Return each line from the items below that contains the word "fishing". Case counts.

** begin **

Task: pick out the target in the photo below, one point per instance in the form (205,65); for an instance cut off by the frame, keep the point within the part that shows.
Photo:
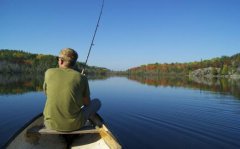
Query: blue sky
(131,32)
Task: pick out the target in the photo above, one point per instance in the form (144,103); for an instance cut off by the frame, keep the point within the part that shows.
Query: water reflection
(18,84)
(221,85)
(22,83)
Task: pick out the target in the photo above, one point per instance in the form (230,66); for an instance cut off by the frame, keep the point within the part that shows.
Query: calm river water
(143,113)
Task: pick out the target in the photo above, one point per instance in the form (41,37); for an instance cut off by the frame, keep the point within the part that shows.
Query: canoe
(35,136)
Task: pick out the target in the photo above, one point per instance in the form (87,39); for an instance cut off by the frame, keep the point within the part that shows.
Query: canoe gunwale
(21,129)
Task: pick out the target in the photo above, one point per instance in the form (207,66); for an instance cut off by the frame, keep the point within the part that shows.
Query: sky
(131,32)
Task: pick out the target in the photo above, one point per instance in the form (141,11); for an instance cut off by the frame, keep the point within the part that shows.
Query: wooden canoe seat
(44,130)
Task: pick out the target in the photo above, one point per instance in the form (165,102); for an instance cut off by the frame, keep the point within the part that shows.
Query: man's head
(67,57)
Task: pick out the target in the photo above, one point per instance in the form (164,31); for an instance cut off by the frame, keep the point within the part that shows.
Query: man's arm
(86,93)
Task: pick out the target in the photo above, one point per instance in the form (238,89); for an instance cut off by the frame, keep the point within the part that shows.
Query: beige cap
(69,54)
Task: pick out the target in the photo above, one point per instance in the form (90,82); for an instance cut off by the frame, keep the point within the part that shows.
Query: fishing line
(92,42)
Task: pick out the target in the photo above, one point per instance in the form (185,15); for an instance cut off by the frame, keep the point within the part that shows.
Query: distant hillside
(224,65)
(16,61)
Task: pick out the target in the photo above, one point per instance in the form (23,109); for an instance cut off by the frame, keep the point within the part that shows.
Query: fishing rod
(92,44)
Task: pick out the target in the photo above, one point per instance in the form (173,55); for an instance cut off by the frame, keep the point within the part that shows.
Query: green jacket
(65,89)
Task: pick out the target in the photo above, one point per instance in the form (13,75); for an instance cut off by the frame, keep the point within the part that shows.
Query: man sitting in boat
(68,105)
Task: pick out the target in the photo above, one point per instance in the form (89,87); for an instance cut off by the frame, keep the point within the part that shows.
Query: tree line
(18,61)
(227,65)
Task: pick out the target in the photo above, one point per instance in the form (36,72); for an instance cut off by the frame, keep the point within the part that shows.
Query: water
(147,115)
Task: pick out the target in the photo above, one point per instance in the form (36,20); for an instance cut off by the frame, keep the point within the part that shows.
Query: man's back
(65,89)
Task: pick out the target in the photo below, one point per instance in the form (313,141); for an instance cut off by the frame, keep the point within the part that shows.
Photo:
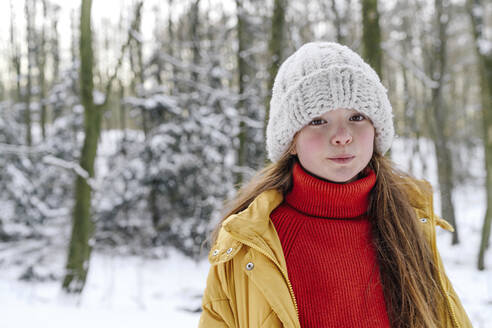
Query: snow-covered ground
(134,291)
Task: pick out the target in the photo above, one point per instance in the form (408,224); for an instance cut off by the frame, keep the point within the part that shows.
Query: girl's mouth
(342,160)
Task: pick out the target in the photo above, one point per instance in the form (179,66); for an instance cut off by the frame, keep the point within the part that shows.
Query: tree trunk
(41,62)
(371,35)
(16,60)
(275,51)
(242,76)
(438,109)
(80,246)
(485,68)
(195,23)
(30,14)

** end **
** begin **

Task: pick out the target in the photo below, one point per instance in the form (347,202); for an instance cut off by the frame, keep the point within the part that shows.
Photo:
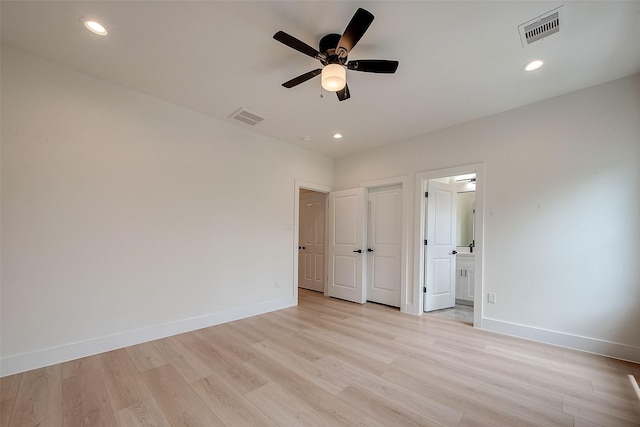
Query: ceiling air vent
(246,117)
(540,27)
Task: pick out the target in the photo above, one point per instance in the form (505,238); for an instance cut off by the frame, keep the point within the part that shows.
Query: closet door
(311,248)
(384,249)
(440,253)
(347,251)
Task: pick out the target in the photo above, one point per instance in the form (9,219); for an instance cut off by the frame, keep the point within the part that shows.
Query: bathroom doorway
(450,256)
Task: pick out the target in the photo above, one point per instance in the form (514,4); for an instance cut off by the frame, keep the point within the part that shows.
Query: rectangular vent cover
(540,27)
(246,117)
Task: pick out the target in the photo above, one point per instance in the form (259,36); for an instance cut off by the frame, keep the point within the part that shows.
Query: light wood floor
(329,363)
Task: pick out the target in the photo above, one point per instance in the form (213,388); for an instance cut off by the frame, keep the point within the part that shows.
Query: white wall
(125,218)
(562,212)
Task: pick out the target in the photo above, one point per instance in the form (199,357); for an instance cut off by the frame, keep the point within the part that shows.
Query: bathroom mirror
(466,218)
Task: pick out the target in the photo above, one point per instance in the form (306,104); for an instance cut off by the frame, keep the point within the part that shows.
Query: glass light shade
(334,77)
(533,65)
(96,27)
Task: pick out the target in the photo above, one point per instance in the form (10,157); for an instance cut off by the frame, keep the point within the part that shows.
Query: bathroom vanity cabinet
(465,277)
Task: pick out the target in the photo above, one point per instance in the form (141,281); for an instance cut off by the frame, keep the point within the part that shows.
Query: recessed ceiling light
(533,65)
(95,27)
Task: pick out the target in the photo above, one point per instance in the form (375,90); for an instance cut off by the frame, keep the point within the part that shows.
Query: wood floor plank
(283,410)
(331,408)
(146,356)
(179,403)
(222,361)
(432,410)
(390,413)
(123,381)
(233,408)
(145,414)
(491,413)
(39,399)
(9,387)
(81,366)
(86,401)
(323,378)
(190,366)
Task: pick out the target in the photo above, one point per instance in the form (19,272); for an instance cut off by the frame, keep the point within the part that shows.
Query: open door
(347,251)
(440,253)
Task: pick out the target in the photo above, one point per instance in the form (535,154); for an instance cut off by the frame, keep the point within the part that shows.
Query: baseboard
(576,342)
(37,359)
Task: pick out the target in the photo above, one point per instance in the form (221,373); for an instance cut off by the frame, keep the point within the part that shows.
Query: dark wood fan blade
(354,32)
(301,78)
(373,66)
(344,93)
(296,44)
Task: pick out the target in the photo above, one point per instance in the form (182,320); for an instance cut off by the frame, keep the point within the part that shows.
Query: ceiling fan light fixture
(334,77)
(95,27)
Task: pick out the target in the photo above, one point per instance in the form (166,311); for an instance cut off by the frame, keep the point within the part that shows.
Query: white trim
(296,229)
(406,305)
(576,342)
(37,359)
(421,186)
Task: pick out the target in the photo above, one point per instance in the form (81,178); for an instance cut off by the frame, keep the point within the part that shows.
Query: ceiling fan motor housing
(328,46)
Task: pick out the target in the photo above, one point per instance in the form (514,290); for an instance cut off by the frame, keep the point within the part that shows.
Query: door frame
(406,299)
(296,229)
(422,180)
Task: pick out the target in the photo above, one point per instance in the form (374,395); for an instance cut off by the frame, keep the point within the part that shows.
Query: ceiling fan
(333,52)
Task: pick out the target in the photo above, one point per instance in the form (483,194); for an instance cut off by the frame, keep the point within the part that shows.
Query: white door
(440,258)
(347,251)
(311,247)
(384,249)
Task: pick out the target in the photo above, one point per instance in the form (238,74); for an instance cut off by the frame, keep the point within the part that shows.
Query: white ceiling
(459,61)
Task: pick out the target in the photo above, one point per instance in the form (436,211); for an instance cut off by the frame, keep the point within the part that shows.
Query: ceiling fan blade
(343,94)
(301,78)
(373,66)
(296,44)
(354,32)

** end **

THE RESPONSE
Query: fishing line
Query: fishing rod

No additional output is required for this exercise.